++++ INFORMATION SUPPLIED ++++
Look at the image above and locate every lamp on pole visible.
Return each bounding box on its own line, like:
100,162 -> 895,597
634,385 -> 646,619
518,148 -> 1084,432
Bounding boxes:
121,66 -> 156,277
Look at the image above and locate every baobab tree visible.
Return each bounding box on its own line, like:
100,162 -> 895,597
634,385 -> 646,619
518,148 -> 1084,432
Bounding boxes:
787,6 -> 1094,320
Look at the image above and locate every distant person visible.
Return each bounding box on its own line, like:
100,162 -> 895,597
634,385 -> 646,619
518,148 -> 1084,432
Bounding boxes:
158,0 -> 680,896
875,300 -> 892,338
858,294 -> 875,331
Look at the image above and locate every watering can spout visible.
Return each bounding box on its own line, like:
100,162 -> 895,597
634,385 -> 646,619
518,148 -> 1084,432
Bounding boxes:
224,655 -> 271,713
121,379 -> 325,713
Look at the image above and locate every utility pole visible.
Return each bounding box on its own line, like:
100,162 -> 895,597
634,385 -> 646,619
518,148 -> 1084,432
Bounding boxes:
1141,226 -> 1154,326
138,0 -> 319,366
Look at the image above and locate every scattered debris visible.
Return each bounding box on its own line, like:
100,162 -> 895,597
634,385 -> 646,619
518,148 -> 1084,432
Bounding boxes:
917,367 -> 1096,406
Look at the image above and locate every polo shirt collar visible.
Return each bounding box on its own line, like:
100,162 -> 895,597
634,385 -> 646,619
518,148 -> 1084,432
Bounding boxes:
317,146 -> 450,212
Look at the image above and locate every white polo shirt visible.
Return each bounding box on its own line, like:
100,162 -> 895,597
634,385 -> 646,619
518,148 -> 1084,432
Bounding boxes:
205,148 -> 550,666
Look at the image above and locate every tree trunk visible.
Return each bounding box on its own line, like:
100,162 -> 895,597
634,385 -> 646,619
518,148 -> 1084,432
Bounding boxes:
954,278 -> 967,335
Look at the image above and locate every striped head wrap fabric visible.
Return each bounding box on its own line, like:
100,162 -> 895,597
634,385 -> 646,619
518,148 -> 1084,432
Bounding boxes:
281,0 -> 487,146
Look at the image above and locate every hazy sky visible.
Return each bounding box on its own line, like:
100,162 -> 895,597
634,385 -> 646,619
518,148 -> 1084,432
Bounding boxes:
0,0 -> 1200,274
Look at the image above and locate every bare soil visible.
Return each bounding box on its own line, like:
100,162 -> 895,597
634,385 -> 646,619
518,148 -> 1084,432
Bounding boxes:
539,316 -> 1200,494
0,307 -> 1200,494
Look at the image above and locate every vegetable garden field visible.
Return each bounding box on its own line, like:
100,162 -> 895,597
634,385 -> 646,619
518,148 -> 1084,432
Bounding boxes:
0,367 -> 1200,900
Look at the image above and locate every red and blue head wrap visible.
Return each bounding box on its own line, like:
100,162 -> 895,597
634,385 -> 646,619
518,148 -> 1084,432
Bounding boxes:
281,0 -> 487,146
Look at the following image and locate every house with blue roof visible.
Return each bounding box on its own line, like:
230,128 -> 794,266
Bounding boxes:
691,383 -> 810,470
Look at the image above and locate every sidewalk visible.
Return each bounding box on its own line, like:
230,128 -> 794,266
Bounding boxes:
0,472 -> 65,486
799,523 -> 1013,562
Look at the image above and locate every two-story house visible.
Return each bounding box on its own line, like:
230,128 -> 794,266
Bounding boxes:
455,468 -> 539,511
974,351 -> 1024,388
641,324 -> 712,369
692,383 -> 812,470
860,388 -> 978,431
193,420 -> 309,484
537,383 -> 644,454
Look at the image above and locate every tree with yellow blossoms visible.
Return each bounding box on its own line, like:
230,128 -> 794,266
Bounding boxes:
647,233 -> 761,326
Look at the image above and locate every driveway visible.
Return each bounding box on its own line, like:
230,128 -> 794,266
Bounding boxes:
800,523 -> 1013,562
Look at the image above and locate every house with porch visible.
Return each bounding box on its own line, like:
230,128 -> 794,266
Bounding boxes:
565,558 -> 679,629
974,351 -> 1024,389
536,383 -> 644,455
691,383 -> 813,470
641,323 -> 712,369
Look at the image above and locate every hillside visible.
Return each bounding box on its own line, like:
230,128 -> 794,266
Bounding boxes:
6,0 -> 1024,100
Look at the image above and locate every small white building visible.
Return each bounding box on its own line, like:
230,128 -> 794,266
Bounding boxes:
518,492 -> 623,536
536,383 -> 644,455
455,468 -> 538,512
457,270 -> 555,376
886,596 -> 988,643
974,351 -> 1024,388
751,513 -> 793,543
++++
## REQUEST
Collect every line in the data above that contains the string "blue". Case counts.

## SOLUTION TO THIS EXERCISE
Look at the image above and locate every red and blue head wrap visible.
Look at the following image and locate every house with blue roof visible.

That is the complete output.